** Start PROVIDED ENTRIES **

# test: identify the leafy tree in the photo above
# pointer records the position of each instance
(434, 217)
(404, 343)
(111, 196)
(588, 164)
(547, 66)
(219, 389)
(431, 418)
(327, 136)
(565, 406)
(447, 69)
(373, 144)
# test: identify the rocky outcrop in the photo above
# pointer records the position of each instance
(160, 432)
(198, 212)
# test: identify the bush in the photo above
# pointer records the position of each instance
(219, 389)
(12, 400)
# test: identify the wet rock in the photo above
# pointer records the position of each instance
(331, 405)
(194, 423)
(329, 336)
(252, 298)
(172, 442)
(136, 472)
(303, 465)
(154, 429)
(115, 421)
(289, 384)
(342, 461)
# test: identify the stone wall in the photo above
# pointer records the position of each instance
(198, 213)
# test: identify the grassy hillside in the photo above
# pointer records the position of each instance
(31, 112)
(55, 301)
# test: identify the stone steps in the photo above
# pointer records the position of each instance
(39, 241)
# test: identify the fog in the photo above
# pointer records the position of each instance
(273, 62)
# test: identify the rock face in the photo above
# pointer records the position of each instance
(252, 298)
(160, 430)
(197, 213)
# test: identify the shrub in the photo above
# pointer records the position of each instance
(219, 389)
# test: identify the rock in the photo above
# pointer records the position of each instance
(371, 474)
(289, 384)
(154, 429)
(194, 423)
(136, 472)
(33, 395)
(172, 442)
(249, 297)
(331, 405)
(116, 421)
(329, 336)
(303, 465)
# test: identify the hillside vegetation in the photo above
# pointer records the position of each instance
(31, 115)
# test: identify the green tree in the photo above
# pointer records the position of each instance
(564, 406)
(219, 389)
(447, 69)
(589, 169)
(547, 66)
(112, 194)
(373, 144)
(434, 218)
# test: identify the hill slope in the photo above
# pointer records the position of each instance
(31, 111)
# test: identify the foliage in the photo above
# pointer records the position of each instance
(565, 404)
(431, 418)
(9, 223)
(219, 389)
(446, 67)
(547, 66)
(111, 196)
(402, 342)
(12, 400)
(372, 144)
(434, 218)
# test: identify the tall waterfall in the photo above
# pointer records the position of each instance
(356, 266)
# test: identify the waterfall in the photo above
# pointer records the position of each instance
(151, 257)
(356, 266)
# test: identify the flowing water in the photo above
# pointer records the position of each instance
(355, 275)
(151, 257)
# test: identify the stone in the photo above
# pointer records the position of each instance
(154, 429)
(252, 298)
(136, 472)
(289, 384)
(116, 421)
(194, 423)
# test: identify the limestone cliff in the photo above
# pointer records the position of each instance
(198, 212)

** End PROVIDED ENTRIES **

_INSTRUCTIONS TO FOLLOW_: Copy every line of the material, please, keeping it exactly the same.

_EXERCISE SOLUTION_:
# test: identify the leafy tree in the photo above
# pointer records the position of each instance
(434, 217)
(404, 343)
(111, 196)
(588, 164)
(547, 66)
(219, 389)
(431, 418)
(327, 136)
(565, 406)
(447, 69)
(373, 144)
# test: identify the rocky outcrop in the photo above
# pointer records the position of each instance
(160, 432)
(198, 212)
# test: identify the bush in the photo above
# pointer records the position of each instance
(219, 389)
(12, 400)
# test: identify the wet rock in the photo above
# pointer records the position of each instance
(331, 405)
(194, 423)
(329, 336)
(252, 298)
(172, 442)
(136, 472)
(303, 465)
(154, 429)
(115, 421)
(289, 384)
(342, 461)
# test: identify the stone wall in the photo above
# pointer records the position of each instance
(198, 213)
# test: identify the grassy hillside in the photo above
# pointer records the position of each instance
(31, 112)
(55, 301)
# test: identify the stone steps in the photo above
# pointer records the position of each instance
(39, 241)
# test: identify the fog in the photo above
# pointer records the position of each instance
(273, 62)
# test: identify the rock face in the photo above
# pointer records the position of each instance
(252, 298)
(160, 430)
(197, 213)
# test: identify the shrub in the photo above
# pointer records the position of each instance
(219, 389)
# test: identify the rock in the photo above
# pointer records the position of each instance
(371, 474)
(289, 384)
(154, 429)
(194, 423)
(136, 472)
(33, 395)
(172, 442)
(249, 297)
(331, 405)
(116, 421)
(329, 336)
(303, 465)
# test: identify the hillside vegetation in the photo above
# pointer records the position of each instance
(31, 115)
# test: identify the green tree in the photo above
# pointer records the position of each instance
(564, 406)
(219, 389)
(447, 69)
(589, 169)
(547, 66)
(112, 194)
(373, 144)
(434, 218)
# test: identify the hill slope in the photo above
# pointer records the position of each instance
(31, 111)
# test: identify the foliage in the photo above
# pointer records the position of each instance
(565, 404)
(431, 418)
(9, 223)
(219, 389)
(446, 67)
(547, 66)
(111, 196)
(402, 342)
(12, 400)
(372, 144)
(434, 218)
# test: identify the tall waterfall in the photo above
# pointer records the position of each instance
(356, 266)
# test: identify the waterfall in the photo above
# pointer records the position of each instance
(151, 257)
(356, 266)
# test: identify the flowing water in the photo above
# pointer records the position of each instance
(355, 275)
(151, 257)
# test: identify the stone in the photo above
# pointer records the position of each instance
(154, 429)
(252, 298)
(136, 472)
(289, 384)
(116, 421)
(194, 423)
# test: identify the limestone cliff in the photo above
# pointer records the position of each instance
(198, 212)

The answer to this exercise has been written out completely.